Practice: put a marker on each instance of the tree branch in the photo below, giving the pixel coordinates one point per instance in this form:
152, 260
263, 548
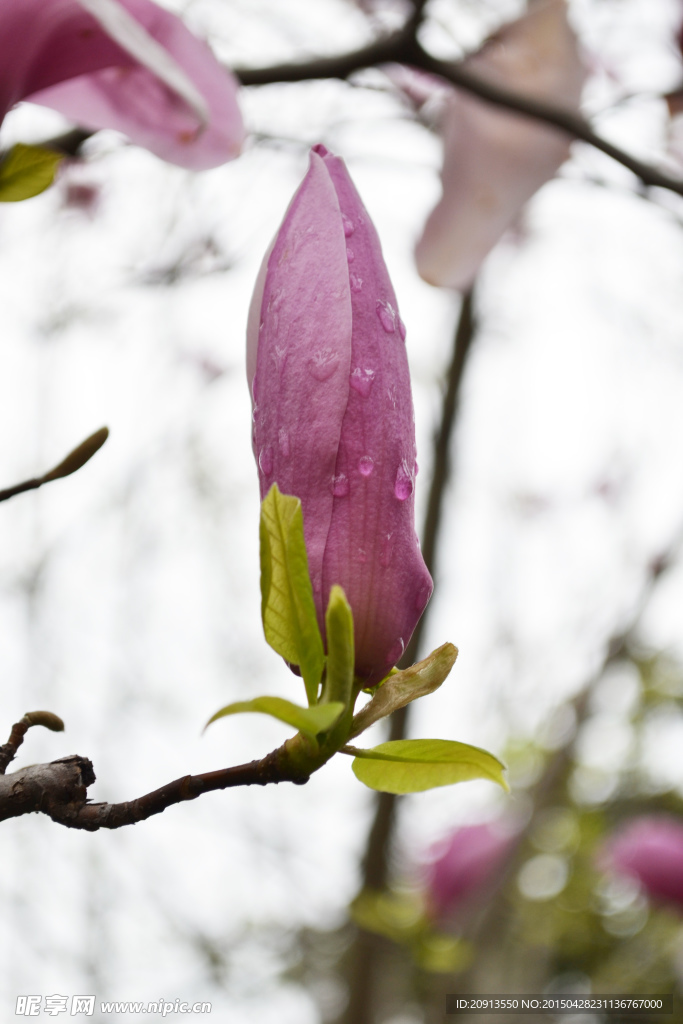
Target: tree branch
402, 47
59, 788
368, 948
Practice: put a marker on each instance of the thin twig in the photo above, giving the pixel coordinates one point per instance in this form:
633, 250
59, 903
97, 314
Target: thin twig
59, 788
368, 950
375, 865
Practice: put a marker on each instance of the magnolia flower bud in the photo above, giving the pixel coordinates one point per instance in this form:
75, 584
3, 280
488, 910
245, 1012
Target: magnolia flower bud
462, 864
649, 849
495, 160
127, 65
333, 413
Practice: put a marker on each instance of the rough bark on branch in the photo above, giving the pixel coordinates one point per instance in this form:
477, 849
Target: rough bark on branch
59, 790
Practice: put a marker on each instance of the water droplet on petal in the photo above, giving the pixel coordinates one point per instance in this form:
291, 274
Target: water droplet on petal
386, 551
361, 380
340, 485
402, 487
397, 650
323, 364
276, 299
280, 353
422, 597
387, 315
265, 460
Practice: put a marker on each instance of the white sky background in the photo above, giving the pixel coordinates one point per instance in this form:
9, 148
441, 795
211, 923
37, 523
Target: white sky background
129, 593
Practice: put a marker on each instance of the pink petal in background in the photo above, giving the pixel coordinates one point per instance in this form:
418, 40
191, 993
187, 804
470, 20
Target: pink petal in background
495, 160
56, 53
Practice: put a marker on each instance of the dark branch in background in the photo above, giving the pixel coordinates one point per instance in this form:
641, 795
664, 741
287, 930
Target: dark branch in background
368, 950
74, 461
402, 47
488, 920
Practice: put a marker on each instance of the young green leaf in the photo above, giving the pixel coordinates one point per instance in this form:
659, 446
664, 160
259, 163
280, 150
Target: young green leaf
413, 765
27, 171
339, 627
307, 720
288, 609
403, 686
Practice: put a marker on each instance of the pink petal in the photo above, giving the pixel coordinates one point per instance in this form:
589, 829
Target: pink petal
300, 387
57, 54
495, 160
372, 549
463, 864
650, 849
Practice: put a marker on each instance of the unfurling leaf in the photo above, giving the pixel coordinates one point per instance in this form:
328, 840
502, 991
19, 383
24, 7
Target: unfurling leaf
407, 685
339, 628
78, 457
45, 718
27, 171
414, 765
307, 720
287, 596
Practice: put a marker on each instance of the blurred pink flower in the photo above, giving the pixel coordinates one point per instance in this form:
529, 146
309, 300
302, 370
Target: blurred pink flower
649, 849
463, 864
127, 65
496, 160
333, 413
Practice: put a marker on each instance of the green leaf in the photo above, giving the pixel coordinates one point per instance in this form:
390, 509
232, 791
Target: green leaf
439, 952
288, 609
401, 687
307, 720
395, 915
341, 653
413, 765
27, 171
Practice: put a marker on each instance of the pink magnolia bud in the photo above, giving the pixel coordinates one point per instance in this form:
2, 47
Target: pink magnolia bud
496, 160
333, 413
89, 59
650, 849
463, 864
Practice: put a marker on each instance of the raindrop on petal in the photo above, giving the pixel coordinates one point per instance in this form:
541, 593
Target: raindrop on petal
386, 551
396, 651
361, 380
422, 597
323, 364
265, 460
387, 315
402, 487
340, 485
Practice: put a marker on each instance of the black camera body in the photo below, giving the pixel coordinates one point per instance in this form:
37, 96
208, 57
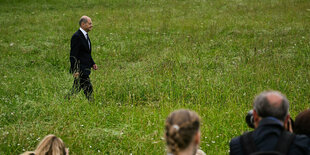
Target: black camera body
249, 119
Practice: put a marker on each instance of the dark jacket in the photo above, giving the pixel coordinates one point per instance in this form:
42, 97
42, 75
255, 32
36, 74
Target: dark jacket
80, 54
266, 137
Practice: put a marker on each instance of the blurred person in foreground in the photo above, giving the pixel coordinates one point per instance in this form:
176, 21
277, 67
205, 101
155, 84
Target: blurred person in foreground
271, 116
302, 123
182, 133
50, 145
81, 59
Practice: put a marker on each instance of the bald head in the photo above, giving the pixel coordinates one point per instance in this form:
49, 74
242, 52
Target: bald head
83, 19
86, 23
271, 104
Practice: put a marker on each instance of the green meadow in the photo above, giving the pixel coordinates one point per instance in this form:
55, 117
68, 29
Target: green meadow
154, 56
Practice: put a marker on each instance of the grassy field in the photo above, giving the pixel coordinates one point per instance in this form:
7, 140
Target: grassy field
211, 56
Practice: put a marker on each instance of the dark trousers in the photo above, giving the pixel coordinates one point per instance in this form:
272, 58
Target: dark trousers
82, 82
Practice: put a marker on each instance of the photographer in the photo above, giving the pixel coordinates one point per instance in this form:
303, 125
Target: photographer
270, 117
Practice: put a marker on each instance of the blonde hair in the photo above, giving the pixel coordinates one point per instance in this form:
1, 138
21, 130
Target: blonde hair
181, 127
51, 145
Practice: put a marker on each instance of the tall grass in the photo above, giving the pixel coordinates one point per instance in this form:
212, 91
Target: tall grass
154, 57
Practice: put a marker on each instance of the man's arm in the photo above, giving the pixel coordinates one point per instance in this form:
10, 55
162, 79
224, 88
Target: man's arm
74, 54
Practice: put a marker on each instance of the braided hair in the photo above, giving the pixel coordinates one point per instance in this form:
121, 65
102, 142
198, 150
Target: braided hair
181, 127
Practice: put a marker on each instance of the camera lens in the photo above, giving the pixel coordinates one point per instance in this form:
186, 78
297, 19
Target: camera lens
250, 119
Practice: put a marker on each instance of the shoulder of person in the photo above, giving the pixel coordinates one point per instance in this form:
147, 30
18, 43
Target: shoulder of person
28, 153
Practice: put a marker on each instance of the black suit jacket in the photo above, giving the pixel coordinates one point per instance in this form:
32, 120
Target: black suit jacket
266, 137
80, 54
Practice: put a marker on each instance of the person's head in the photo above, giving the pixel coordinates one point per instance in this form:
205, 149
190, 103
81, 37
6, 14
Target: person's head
302, 123
270, 104
51, 145
86, 23
182, 131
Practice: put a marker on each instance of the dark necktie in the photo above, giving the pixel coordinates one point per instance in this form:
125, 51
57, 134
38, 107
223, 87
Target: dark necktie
88, 41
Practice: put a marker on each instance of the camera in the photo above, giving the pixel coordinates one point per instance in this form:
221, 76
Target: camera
249, 119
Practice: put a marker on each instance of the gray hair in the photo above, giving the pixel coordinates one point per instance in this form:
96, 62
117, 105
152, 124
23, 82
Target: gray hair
266, 109
84, 19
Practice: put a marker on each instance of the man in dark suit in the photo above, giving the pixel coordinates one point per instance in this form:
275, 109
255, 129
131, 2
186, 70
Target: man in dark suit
271, 116
81, 59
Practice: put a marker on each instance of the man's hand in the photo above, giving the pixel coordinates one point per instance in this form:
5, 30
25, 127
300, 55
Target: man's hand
95, 67
76, 74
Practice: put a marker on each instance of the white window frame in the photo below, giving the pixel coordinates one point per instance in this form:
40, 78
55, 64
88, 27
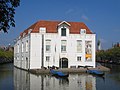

******

● **WORK INSTRUCTIONS**: Pull out every line in the entries above that contains the word "unfurling". Uppercase and lowercase count as different.

● **TASK RESULT**:
Practice: put a marker on each instance of the unfurling leaf in the photo above, giving the pixel coordinates one point per instance in this form:
Target: unfurling leaf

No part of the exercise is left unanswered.